**Brano citato:**
E’ sbagliato pensare che la tecnologia tolga spazio all’umanesimo
09 Gennaio 2012
Nel celebre volumetto Le due culture pubblicato nel secolo scorso alla fine degli anni ’50, lo scienziato e scrittore britannico Charles Percy Snow lanciava un grido d’allarme denunciando la crescente separazione tra la cultura umanistica e quella scientifico-tecnologica. Egli era invece convinto che la cultura è una sola, che la summenzionata distinzione è in fondo artificiale e ingiustificata, e che occorre superare questa barriera che giudicava negativa per le sorti del mondo e del sapere. Non a caso, la traduzione italiana dell’opera, uscita nel 1970 per i tipi di Feltrinelli, fu curata da Ludovico Geymonat, pioniere della filosofia della scienza nel nostro Paese e convinto assertore dell’unicità della cultura.
Il punto cruciale, tuttavia, è capire la natura e l’essenza della cultura. Curiosamente Snow, quando parla delle “due culture”, si riferisce sempre agli specialisti, e questa è una visione elitaria e poco realistica. Snow, scienziato per formazione e romanziere per vocazione, immaginava i salotti inglesi divisi in due. Da una parte gli scienziati che – chissà perché – non hanno mai letto Dickens, e dall’altra gli umanisti che – cosa più plausibile – non conoscono la seconda legge della termodinamica.
In realtà la cultura è un insieme strutturato di conoscenze specialistiche dotate di un valore non solo teorico o contemplativo, ma anche politico e, soprattutto, pragmatico. Non ci sono due culture, ma solo una, e la vera distinzione da fare è tra cultura e in-cultura. La conoscenza non diventa cultura se è incomunicabile, e questo vale sia per il versante umanistico sia per quello tecnico-scientifico. In Italia la situazione è ancor più complicata a causa del lungo predominio di tendenze idealistiche in filosofia e nelle scienze umane, tendenze che – non tutti lo sanno – sono state trasmesse anche alla scuola marxista italiana, poiché Gramsci fu assai influenzato da Croce. La scienza, per Benedetto Croce, era solo “un libro di ricette di cucina”, e ancor meno valeva la tecnica. La vera cultura si faceva in altre sedi.
Tuttavia, se si guarda attentamente alle grandi svolte del pensiero scientifico, e allo sviluppo dell’innovazione tecnologica, si coglie sempre una creatività in grado di travolgere qualsiasi steccato disciplinare. La separazione tra le culture discende dalla tesi che vede le acquisizioni umane quali entità fisse, sospese in un cielo platonico di idee pure e indipendenti dalla realtà empirica. Al contrario, le teorie scientifiche e le innovazioni tecnologiche, come i miti, le credenze religiose, le dottrine politiche, le creazioni artistiche, sono realtà viventi in incessante trasformazione, che interagiscono con il loro ambiente specifico, e con l’ambiente circostante in generale.

**Estratti delle voci:**
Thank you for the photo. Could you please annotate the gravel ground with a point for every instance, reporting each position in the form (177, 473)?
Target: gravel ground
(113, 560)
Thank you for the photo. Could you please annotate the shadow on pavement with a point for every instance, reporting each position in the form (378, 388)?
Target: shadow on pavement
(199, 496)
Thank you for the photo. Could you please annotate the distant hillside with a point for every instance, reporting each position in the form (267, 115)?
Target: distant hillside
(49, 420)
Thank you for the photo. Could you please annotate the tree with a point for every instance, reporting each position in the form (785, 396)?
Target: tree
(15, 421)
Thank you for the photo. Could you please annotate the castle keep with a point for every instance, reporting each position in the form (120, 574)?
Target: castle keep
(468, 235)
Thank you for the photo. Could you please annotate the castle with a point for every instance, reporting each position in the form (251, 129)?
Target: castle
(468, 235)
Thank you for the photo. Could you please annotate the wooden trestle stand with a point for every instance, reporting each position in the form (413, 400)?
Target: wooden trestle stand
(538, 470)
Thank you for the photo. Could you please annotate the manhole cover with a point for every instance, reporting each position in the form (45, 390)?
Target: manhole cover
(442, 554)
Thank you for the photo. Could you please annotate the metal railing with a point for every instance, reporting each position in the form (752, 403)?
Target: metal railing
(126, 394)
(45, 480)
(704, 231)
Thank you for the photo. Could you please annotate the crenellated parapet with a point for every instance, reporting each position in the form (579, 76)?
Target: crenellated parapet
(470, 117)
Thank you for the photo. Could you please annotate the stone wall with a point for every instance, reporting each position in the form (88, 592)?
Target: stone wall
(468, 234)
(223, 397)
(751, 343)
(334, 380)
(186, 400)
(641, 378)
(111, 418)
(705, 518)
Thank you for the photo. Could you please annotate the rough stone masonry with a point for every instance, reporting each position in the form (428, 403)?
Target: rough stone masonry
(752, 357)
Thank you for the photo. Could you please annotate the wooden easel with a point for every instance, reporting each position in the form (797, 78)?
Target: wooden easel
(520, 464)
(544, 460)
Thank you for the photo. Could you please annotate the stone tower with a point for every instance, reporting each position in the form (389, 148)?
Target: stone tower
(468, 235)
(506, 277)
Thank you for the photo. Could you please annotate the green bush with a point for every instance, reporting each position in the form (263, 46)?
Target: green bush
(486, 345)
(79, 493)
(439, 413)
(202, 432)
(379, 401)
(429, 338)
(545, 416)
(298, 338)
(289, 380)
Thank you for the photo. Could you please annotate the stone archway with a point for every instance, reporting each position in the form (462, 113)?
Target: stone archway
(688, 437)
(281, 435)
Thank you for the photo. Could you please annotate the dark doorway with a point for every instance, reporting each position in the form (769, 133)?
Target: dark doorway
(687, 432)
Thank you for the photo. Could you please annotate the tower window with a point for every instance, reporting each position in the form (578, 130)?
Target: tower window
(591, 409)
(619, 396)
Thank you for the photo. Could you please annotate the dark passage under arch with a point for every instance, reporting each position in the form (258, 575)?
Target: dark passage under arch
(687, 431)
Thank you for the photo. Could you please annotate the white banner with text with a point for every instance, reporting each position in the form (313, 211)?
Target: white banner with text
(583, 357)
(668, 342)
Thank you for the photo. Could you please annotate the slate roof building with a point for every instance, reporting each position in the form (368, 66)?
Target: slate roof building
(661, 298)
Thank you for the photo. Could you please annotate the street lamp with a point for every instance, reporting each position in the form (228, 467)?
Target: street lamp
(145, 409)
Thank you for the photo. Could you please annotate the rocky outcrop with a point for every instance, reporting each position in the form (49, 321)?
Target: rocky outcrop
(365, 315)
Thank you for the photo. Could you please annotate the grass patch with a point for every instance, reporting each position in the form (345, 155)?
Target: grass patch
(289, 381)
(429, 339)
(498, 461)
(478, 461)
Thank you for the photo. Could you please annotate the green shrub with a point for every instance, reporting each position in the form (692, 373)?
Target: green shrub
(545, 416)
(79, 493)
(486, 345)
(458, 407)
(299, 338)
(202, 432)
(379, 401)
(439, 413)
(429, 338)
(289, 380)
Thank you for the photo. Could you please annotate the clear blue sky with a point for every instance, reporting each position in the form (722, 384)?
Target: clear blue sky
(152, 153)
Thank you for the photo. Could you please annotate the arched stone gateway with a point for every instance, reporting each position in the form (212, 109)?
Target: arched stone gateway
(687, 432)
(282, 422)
--
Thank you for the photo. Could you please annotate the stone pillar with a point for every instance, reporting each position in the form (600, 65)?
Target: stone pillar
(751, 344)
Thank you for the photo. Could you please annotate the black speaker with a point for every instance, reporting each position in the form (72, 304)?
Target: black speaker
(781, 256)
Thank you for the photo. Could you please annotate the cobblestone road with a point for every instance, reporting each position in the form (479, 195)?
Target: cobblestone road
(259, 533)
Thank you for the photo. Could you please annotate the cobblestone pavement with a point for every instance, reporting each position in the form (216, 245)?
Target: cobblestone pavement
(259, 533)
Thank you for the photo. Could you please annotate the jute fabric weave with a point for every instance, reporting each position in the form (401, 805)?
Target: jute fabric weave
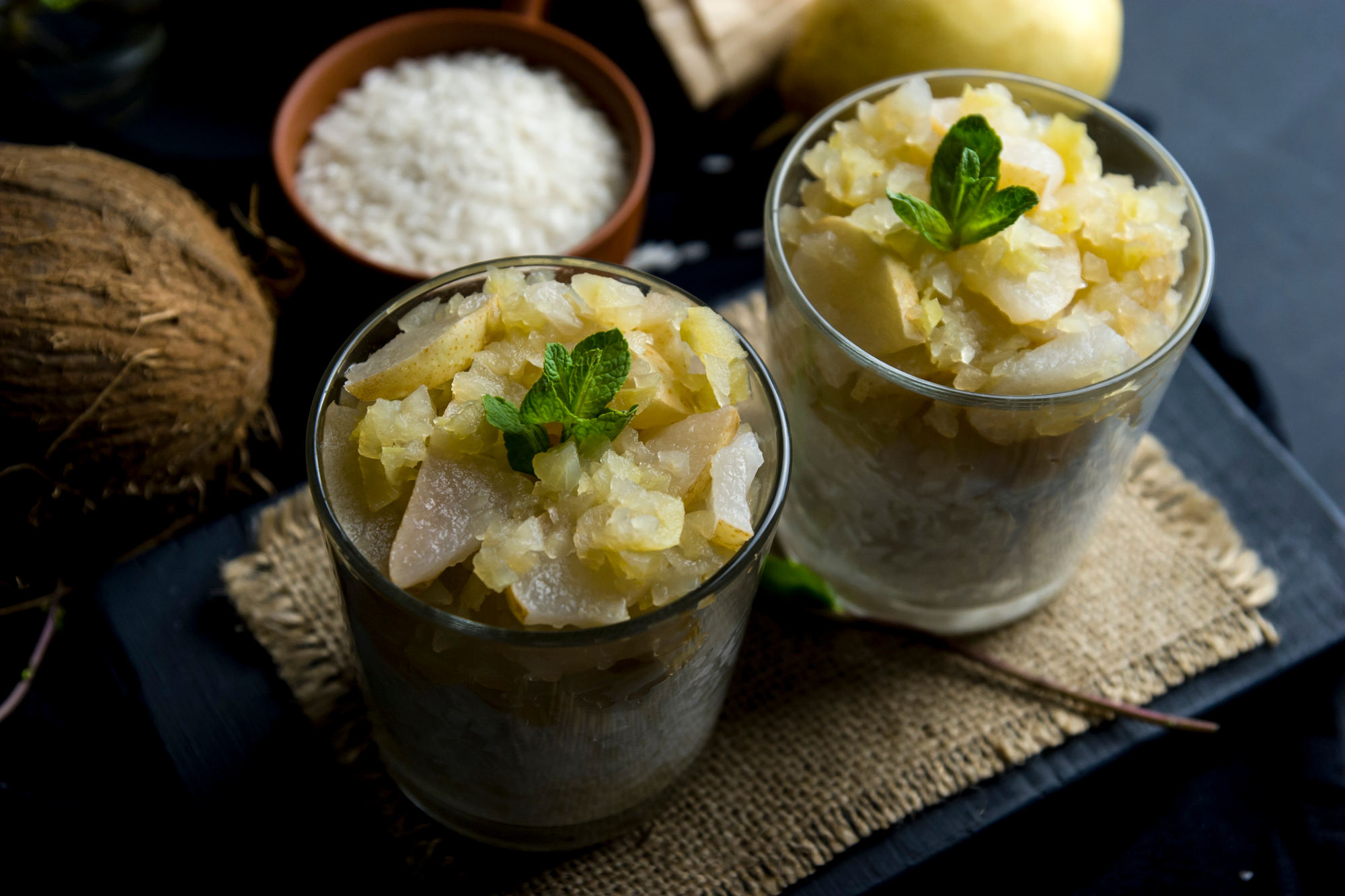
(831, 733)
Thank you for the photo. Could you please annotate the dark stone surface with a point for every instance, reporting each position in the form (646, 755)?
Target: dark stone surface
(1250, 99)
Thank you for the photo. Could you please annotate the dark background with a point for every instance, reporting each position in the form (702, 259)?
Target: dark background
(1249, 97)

**Da fare:** Puoi trascrivere il brano sulle due culture tra "In realtà la" e "in altre sedi.", inclusi? Le voci non hanno alcun ruolo qui.

**Risposta completa:**
In realtà la cultura è un insieme strutturato di conoscenze specialistiche dotate di un valore non solo teorico o contemplativo, ma anche politico e, soprattutto, pragmatico. Non ci sono due culture, ma solo una, e la vera distinzione da fare è tra cultura e in-cultura. La conoscenza non diventa cultura se è incomunicabile, e questo vale sia per il versante umanistico sia per quello tecnico-scientifico. In Italia la situazione è ancor più complicata a causa del lungo predominio di tendenze idealistiche in filosofia e nelle scienze umane, tendenze che – non tutti lo sanno – sono state trasmesse anche alla scuola marxista italiana, poiché Gramsci fu assai influenzato da Croce. La scienza, per Benedetto Croce, era solo “un libro di ricette di cucina”, e ancor meno valeva la tecnica. La vera cultura si faceva in altre sedi.